____ DATASET RECORDS

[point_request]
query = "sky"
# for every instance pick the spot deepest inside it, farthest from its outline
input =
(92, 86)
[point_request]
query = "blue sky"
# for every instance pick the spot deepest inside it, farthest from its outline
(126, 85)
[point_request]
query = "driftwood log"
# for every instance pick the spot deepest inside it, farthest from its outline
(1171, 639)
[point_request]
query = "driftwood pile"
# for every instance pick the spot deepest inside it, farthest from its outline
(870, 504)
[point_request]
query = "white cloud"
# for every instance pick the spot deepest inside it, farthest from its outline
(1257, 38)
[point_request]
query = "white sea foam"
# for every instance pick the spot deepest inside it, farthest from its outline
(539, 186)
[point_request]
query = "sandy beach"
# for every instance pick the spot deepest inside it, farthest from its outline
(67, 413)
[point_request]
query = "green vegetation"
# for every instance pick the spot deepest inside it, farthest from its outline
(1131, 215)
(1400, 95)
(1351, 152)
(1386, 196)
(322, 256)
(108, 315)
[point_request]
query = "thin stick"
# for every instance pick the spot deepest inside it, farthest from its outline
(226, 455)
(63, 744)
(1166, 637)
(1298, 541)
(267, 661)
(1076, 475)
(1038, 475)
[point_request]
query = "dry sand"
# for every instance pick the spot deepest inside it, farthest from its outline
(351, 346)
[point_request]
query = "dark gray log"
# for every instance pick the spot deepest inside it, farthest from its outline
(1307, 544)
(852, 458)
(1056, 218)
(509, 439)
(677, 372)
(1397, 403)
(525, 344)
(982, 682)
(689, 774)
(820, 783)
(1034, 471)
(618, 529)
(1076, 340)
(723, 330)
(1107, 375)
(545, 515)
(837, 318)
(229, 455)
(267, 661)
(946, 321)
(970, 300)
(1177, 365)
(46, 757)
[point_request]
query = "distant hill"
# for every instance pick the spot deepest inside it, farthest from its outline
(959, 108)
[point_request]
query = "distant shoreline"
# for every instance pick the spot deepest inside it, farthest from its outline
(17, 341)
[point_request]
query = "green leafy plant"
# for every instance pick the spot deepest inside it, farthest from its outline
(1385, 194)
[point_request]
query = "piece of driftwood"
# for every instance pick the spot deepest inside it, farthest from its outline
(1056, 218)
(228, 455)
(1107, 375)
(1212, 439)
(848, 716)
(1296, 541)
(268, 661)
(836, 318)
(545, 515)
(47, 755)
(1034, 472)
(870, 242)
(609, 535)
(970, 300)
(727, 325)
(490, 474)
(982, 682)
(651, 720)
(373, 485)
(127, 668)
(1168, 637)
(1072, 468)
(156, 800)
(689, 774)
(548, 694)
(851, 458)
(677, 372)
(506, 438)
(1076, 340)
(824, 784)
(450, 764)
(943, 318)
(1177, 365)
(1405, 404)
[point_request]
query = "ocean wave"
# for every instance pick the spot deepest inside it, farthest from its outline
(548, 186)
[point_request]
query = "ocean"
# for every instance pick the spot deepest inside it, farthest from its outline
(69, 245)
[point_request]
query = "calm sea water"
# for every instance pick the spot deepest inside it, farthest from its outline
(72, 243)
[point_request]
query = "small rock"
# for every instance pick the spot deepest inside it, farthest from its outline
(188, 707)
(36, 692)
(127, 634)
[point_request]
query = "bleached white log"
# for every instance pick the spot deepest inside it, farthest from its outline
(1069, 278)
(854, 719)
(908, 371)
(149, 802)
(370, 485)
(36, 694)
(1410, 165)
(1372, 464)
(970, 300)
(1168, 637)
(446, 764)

________

-- SHORT PROBLEM --
Lay out all of the rows above as a JSON list of strings, one string for each line, with blank lines left out.

-- THE REPLY --
[
  "[point_request]",
  "query = \"sky\"",
  "# for every instance pick the spot deepest inside it, farthest from its outline",
  "input =",
  "(92, 86)",
  "[point_request]",
  "query = \"blue sky\"",
  "# for every instance pick the spot deepest inside it, farthest from its outline",
  "(126, 85)",
  "[point_request]",
  "query = \"driftwood log\"",
  "# for every instance pick the spot deepest inside it, farthest from its outline",
  "(1171, 639)",
  "[point_request]",
  "query = \"driftwood pile\"",
  "# for every instance pick the spot deepest inside it, farthest from its outline",
  "(870, 504)",
  "[point_request]",
  "query = \"white cloud\"",
  "# for every instance pick the spot deepest inside it, farthest from its outline",
  "(1257, 38)",
  "[point_request]",
  "query = \"white sea foam\"",
  "# for every instance pick the spot deepest inside it, farthest from its outline",
  "(539, 186)",
  "[point_request]",
  "query = \"sandy beach\"",
  "# for every instance pick the spot deepest inside it, farthest from its outline",
  "(67, 413)",
  "[point_request]",
  "query = \"green vegetation\"",
  "# for every instance pick the spot deepest inside it, farthest from its outline",
  "(1131, 215)",
  "(1400, 95)",
  "(1351, 152)",
  "(1386, 196)",
  "(322, 256)",
  "(108, 315)",
  "[point_request]",
  "query = \"thin stick\"",
  "# for every instance pick the spot deepest inside it, farthest from its outline",
  "(226, 455)",
  "(63, 744)",
  "(1166, 637)",
  "(1298, 541)",
  "(267, 661)",
  "(1076, 475)",
  "(1038, 475)",
  "[point_request]",
  "query = \"dry sand\"",
  "# for every instance pick the spot deepest inside it, farthest from its outline",
  "(351, 346)",
  "[point_request]",
  "query = \"dark gray log\"",
  "# for every instance pick the spot deepest inside it, farthest from its outline",
  "(1307, 544)",
  "(852, 458)",
  "(1056, 218)",
  "(509, 439)",
  "(677, 372)",
  "(1397, 403)",
  "(525, 344)",
  "(982, 682)",
  "(689, 774)",
  "(820, 783)",
  "(1034, 471)",
  "(618, 529)",
  "(1076, 340)",
  "(723, 330)",
  "(1107, 375)",
  "(545, 515)",
  "(837, 318)",
  "(229, 455)",
  "(267, 661)",
  "(946, 321)",
  "(970, 300)",
  "(1177, 365)",
  "(46, 757)",
  "[point_request]",
  "query = \"distant hill\"",
  "# for every instance pick the spot deepest inside it, farthest from its outline",
  "(959, 108)",
  "[point_request]",
  "query = \"distant shoreline\"",
  "# for every instance pick the spot deepest inside it, farthest from its outline",
  "(17, 341)",
  "[point_request]",
  "query = \"green leafy plant\"",
  "# for every instance pick the spot deepest inside it, farthest from its outline",
  "(1385, 194)",
  "[point_request]",
  "query = \"piece of driftwood\"",
  "# for every instance pick the spot deepest inside it, farthest from its outline",
  "(1056, 218)",
  "(228, 455)",
  "(1107, 375)",
  "(1212, 439)",
  "(848, 716)",
  "(1296, 541)",
  "(268, 661)",
  "(836, 318)",
  "(545, 515)",
  "(47, 755)",
  "(1034, 472)",
  "(870, 242)",
  "(609, 535)",
  "(970, 300)",
  "(727, 325)",
  "(490, 474)",
  "(982, 682)",
  "(651, 720)",
  "(373, 485)",
  "(127, 668)",
  "(1168, 637)",
  "(1072, 468)",
  "(156, 800)",
  "(689, 774)",
  "(548, 694)",
  "(851, 458)",
  "(677, 372)",
  "(506, 438)",
  "(1076, 340)",
  "(824, 784)",
  "(450, 764)",
  "(943, 318)",
  "(1177, 365)",
  "(1405, 404)",
  "[point_request]",
  "query = \"ocean wave\"",
  "# for every instance pick the spot deepest inside it, farthest from its outline",
  "(548, 186)",
  "[point_request]",
  "query = \"ocean\"",
  "# for every instance pick the spot deepest inside it, farthest from its outline",
  "(69, 245)",
  "[point_request]",
  "query = \"calm sea water\"",
  "# for every instance pick the spot deepest inside it, farthest from its outline",
  "(72, 243)",
  "[point_request]",
  "query = \"small rock\"",
  "# for every instance pick the spot deepest inside it, farthest from its outline",
  "(188, 707)",
  "(36, 692)",
  "(127, 634)",
  "[point_request]",
  "query = \"bleached white log\"",
  "# for every instance pick the spot deepest inside it, farthest from its outline",
  "(1069, 278)",
  "(854, 719)",
  "(908, 371)",
  "(149, 802)",
  "(370, 485)",
  "(36, 694)",
  "(1410, 165)",
  "(1372, 464)",
  "(970, 300)",
  "(1168, 637)",
  "(446, 764)"
]